──────── Entries shown

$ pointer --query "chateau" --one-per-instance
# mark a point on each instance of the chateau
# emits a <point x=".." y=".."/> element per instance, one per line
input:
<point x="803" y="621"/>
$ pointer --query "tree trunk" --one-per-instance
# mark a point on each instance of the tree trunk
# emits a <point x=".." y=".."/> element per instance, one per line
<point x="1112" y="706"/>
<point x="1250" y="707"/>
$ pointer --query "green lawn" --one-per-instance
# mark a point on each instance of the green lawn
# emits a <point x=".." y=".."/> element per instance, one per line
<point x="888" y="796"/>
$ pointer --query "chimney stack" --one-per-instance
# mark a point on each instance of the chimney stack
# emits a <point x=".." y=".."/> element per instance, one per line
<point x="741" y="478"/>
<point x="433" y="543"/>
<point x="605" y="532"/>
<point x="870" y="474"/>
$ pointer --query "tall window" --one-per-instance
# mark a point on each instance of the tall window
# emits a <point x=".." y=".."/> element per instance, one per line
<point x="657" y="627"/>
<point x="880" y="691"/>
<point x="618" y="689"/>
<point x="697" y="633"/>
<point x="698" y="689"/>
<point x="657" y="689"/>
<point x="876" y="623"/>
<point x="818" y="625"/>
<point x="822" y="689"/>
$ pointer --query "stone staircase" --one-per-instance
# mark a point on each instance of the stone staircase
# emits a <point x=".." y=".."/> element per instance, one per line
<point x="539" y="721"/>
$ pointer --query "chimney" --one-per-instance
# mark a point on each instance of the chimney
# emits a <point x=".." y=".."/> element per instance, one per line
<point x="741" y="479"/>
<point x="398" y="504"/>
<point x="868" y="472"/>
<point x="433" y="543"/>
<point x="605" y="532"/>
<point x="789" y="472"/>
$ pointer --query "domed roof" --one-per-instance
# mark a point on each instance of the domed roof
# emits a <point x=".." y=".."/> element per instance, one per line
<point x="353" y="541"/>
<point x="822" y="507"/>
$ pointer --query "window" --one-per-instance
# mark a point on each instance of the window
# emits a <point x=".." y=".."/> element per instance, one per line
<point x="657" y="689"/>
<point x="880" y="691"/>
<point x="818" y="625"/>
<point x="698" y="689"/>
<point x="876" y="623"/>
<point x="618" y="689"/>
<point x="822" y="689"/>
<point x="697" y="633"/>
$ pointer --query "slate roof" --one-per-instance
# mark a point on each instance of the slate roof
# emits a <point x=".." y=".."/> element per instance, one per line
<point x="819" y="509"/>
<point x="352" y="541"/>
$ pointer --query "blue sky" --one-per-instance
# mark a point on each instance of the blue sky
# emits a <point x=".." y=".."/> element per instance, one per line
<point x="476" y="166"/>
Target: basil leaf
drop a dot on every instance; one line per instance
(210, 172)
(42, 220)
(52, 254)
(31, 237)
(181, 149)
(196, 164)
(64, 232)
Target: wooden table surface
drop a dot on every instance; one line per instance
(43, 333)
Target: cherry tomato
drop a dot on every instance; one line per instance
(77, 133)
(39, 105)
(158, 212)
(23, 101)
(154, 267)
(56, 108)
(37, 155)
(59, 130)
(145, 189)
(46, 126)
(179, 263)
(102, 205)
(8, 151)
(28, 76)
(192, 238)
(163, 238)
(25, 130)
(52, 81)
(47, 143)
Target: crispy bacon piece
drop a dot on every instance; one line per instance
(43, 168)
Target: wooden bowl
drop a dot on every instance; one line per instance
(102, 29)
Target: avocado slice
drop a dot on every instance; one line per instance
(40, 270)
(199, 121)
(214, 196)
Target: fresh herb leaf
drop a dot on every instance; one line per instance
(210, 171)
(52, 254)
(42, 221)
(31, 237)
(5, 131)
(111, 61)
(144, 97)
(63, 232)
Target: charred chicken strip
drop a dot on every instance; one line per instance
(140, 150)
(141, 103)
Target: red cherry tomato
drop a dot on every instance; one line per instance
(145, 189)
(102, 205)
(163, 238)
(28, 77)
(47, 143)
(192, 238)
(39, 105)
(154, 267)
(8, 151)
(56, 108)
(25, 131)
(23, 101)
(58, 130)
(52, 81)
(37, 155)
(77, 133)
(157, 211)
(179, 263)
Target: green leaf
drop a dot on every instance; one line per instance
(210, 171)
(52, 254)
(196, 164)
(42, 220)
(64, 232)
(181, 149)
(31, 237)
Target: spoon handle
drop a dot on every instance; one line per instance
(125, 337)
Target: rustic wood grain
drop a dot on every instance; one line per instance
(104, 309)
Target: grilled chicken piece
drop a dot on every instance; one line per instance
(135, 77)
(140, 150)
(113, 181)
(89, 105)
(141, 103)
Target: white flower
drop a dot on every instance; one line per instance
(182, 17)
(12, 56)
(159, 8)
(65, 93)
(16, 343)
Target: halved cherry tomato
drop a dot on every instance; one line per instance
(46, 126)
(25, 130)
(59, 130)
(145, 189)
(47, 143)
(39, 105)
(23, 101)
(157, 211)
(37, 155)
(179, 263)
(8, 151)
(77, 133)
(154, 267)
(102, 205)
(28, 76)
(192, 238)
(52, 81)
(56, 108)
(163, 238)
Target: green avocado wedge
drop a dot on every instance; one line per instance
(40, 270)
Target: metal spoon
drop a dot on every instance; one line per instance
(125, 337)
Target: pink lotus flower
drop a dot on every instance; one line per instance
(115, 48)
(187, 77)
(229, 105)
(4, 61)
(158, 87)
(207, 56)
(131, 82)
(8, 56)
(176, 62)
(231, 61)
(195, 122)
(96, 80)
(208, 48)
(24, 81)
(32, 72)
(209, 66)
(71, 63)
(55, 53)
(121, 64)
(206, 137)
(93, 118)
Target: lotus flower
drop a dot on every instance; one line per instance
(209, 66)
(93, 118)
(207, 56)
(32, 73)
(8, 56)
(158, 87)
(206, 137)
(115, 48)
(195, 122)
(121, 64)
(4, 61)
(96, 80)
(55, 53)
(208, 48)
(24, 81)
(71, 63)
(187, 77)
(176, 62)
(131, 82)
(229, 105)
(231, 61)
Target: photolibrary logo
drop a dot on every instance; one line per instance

────────────────

Each entry above needs to be duplicated verbatim.

$ pointer --query "chateau" --one-per-instance
# mark a point on each instance of the chateau
# emits a <point x=".." y=".."/> element per instance, one per line
input:
<point x="803" y="621"/>
$ pointer --query "tree trunk" --one-per-instance
# mark a point on each instance of the tree trunk
# emits a <point x=".." y=".."/> element per instance, one per line
<point x="1112" y="706"/>
<point x="1250" y="707"/>
$ pointer --query "green lawn" --one-per-instance
# mark a point on each instance of the green lawn
# emits a <point x=".." y=".."/> element per instance, one per line
<point x="888" y="796"/>
$ pointer --query "chimney stack" --one-per-instance
# mark a point on each instance of the chimney stack
# emits a <point x=".." y=".."/> element per instance, one per line
<point x="741" y="478"/>
<point x="433" y="543"/>
<point x="605" y="532"/>
<point x="870" y="474"/>
$ pointer --query "tall window" --one-per-instance
# mark a point on each instance of the tall window
# emits a <point x=".." y=".."/> element per instance, one per line
<point x="657" y="627"/>
<point x="880" y="691"/>
<point x="618" y="689"/>
<point x="697" y="633"/>
<point x="698" y="689"/>
<point x="657" y="689"/>
<point x="876" y="623"/>
<point x="818" y="625"/>
<point x="822" y="689"/>
$ pointer --query "stone staircase" --one-per-instance
# mark a point on each instance of the stone staircase
# emits a <point x=".." y=".."/> element per instance, one per line
<point x="539" y="721"/>
$ pointer --query "chimney" --one-per-instance
# mark a point on each instance of the chimney
# emits a <point x=".." y=".."/> element per instance, one per line
<point x="741" y="479"/>
<point x="398" y="504"/>
<point x="868" y="472"/>
<point x="433" y="543"/>
<point x="605" y="532"/>
<point x="789" y="472"/>
$ pointer --query "domed roof" --one-per-instance
# mark a point on each instance of the domed roof
# emits a <point x=".." y=".."/> element per instance, one per line
<point x="353" y="541"/>
<point x="822" y="507"/>
$ pointer --query "window" --one-per-instance
# mark a point on each instance of the window
# emits a <point x=".." y=".."/> element per instance, one per line
<point x="657" y="689"/>
<point x="880" y="691"/>
<point x="818" y="625"/>
<point x="698" y="689"/>
<point x="876" y="623"/>
<point x="618" y="689"/>
<point x="822" y="689"/>
<point x="697" y="633"/>
$ pointer --query "slate roof" --one-per-instance
# mark a point on each instance of the slate roof
# emits a <point x=".." y=".."/> element per instance, one per line
<point x="819" y="509"/>
<point x="352" y="541"/>
$ pointer --query "blue sky" --one-per-instance
# mark a point on each instance of the blue sky
# emits a <point x=".." y=".."/> element per instance, one per line
<point x="476" y="166"/>
Target: basil leaf
drop a dot on every instance; one line per instance
(210, 172)
(42, 220)
(52, 254)
(31, 237)
(181, 149)
(196, 164)
(64, 232)
Target: wooden table surface
drop a dot on every instance; one line per instance
(43, 333)
Target: cherry tomato
drop a dot on every instance; one line per instance
(77, 133)
(39, 105)
(158, 212)
(23, 101)
(154, 267)
(56, 108)
(37, 155)
(59, 130)
(145, 189)
(46, 126)
(179, 263)
(102, 205)
(8, 151)
(28, 76)
(192, 238)
(163, 238)
(25, 130)
(52, 81)
(47, 143)
Target: crispy bacon piece
drop a dot on every instance; one line per instance
(43, 168)
Target: wooden bowl
drop a dot on every instance; one line per instance
(102, 29)
Target: avocado slice
drop a dot on every instance; one line per instance
(40, 270)
(199, 121)
(214, 196)
Target: fresh herb leaf
drop a dot on every instance; one line per instance
(210, 171)
(52, 254)
(42, 221)
(31, 237)
(5, 131)
(111, 61)
(144, 97)
(63, 232)
Target: charred chicken strip
drop a dot on every instance; one line per instance
(140, 150)
(141, 103)
Target: red cherry tomato
drop a dot on every instance; one line per instance
(145, 189)
(102, 205)
(163, 238)
(28, 77)
(47, 143)
(192, 238)
(39, 105)
(154, 267)
(8, 151)
(56, 108)
(25, 131)
(23, 101)
(58, 130)
(52, 81)
(37, 155)
(77, 133)
(157, 211)
(179, 263)
Target: green leaf
drop a dot on every instance; one line per instance
(210, 171)
(52, 254)
(196, 164)
(42, 220)
(64, 232)
(181, 149)
(31, 237)
Target: spoon handle
drop a dot on every instance; one line per instance
(125, 337)
Target: rustic wood grain
drop a dot on every instance; one line per instance
(104, 309)
Target: grilled chicken piece
drop a dot on every instance; one line per instance
(135, 77)
(140, 150)
(113, 181)
(89, 105)
(141, 103)
Target: white flower
drop a dot on every instance; one line per instance
(182, 17)
(12, 56)
(159, 8)
(65, 93)
(16, 343)
Target: halved cherry tomato
drop a dot on every instance; one line per instance
(46, 126)
(25, 130)
(59, 130)
(145, 189)
(47, 143)
(39, 105)
(23, 101)
(157, 211)
(37, 155)
(179, 263)
(8, 151)
(77, 133)
(154, 267)
(102, 205)
(28, 76)
(192, 238)
(52, 81)
(56, 108)
(163, 238)
Target: green avocado wedge
drop a dot on every instance; one line per instance
(40, 270)
Target: metal spoon
drop a dot on every instance; one line per instance
(125, 337)
Target: pink lotus flower
drop a dot on every instance; one line per instance
(115, 48)
(187, 77)
(229, 105)
(4, 61)
(158, 87)
(207, 56)
(131, 82)
(8, 56)
(176, 62)
(231, 61)
(195, 122)
(96, 80)
(208, 48)
(24, 81)
(32, 72)
(209, 66)
(71, 63)
(55, 53)
(121, 64)
(206, 137)
(93, 118)
Target: lotus flower
drop a dot on every instance; one line per instance
(209, 66)
(93, 118)
(207, 56)
(32, 73)
(8, 56)
(158, 87)
(206, 137)
(115, 48)
(195, 122)
(121, 64)
(4, 61)
(96, 80)
(55, 53)
(208, 48)
(24, 81)
(71, 63)
(187, 77)
(176, 62)
(131, 82)
(229, 105)
(231, 61)
Target: photolibrary logo
drop a dot on every instance; one line per instance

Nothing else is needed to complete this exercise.